Objective:
Arrange all the lines of the items below as a numbered list, skipping blank lines and leaving out the pictures.

Given information:

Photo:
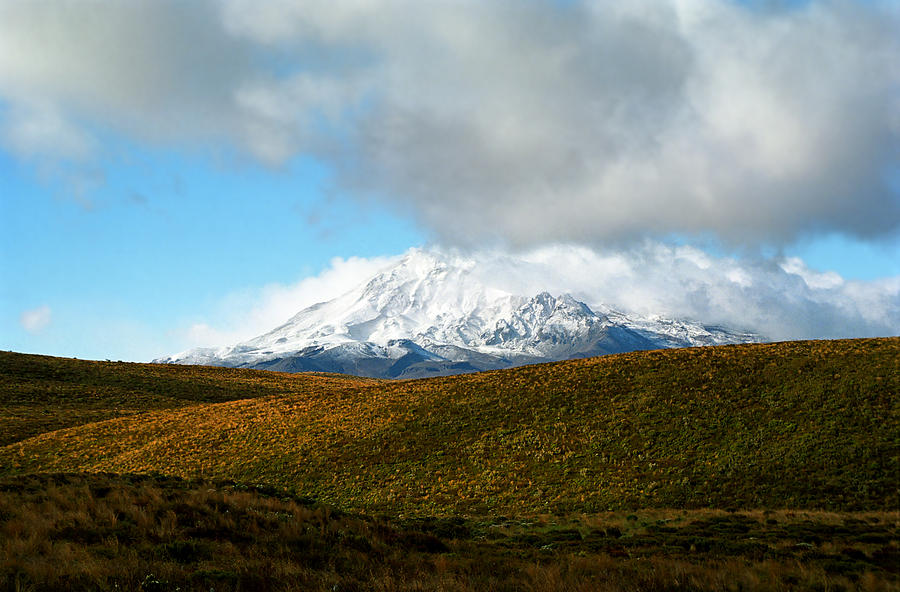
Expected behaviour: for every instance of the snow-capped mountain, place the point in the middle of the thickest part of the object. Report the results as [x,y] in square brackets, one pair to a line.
[431,314]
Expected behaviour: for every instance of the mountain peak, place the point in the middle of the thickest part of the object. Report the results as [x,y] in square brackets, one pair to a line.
[431,313]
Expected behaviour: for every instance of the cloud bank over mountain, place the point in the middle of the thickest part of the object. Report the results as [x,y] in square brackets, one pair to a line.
[780,300]
[525,123]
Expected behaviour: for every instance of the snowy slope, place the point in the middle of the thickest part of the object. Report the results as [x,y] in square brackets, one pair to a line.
[431,314]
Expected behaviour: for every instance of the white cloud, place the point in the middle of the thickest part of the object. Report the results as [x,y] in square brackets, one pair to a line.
[594,122]
[36,319]
[249,313]
[780,299]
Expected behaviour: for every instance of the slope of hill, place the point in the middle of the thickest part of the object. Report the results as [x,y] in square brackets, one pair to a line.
[41,393]
[123,533]
[434,313]
[798,425]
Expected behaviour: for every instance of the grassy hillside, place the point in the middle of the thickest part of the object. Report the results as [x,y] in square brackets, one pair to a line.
[40,394]
[155,534]
[789,425]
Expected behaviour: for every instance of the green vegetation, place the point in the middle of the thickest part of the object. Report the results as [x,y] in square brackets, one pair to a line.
[809,425]
[759,467]
[40,394]
[154,534]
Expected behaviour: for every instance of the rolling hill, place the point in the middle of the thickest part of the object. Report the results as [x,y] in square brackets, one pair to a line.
[809,425]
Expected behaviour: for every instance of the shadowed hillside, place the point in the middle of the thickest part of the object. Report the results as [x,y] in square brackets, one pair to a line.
[122,533]
[788,425]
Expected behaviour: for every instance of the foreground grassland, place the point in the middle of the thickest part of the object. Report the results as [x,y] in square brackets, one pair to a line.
[40,394]
[153,534]
[799,425]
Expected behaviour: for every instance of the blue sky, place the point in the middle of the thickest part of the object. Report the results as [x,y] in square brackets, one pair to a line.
[235,148]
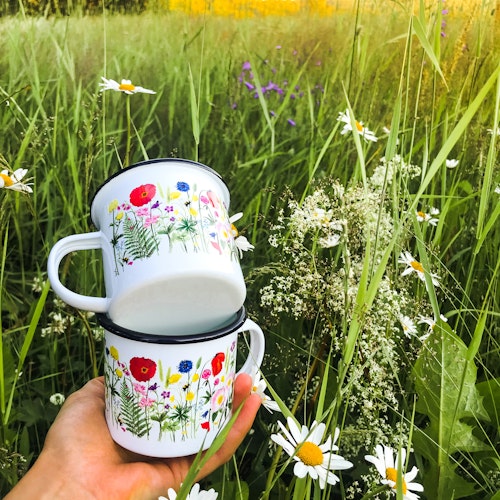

Response to this task:
1. Photo:
2. Expected behaviour: for every instance of the snow-capped mountain, place the point in the middle of the thickest part of the object. Report the results as [x,y] in square brackets, one pair to a line.
3. [431,314]
4. Expected behaviour: for every instance of the mountain peak, place the point in the middle of the thickest part of the object. Report the results as [x,y] in square brackets, one pair to a line.
5. [431,313]
6. Expected behaviour: for every instance of the cloud bank over mountain, place the point in the middle of the thickest part of the object. Report the results as [x,y] in square brackets, one pair to a line.
7. [780,300]
8. [525,123]
9. Expected behaviour: for every instance of the snowy slope, place the point in the middle of the thickest part of the object. Report the results as [x,y] in square brackets, one pair to a line.
10. [431,314]
11. Expected behaviour: for every instance of the white cloud, place the point in the middle of the thickest part of the object. Report the results as [x,y] in square brackets, one pair to a line.
12. [594,122]
13. [36,319]
14. [249,313]
15. [780,299]
16. Expected behaviour: for every instance of the slope of hill, place the point in the middle of the thickest part of the object. Report the results as [x,y] in square brackets, one pair to a line.
17. [41,393]
18. [123,533]
19. [434,313]
20. [798,425]
21. Expected behaviour: for every instance of the grassy hillside, place the point in the middle of the thickest part of the object. Report the results as [x,y] in square brackets, one pair to a line.
22. [40,394]
23. [155,534]
24. [789,425]
25. Expected behaviour: for every instance of the green vegetation, place the point in the middle of the thickest part of the object. Report the results as [x,y] in square brackets, one pair to a line.
26. [809,425]
27. [759,467]
28. [40,394]
29. [154,534]
30. Expected behaviour: for every instance of the rolling hill, place the point in the middle of the thickest part of the object. Report the results as [x,y] in square brackets, one pair to a line.
31. [809,425]
32. Expected behaviour: for every instance of the shadowed hillside, place the point in the middle of the thickest part of the object. Report the results as [x,y] in square brackets, one pair to a line.
33. [122,533]
34. [788,425]
35. Expected behaviour: for every instance of the foreground grassland, place the point in the middle of the thickest part of the object. Report the results as [x,y] in square brackets, one pair to a line.
36. [40,394]
37. [153,534]
38. [799,425]
39. Expected behaviour: for every instance of the blue sky, place the point in the middle of the thickest part of the object. Report the results as [x,y] in square brackets, one pair to a line.
40. [235,148]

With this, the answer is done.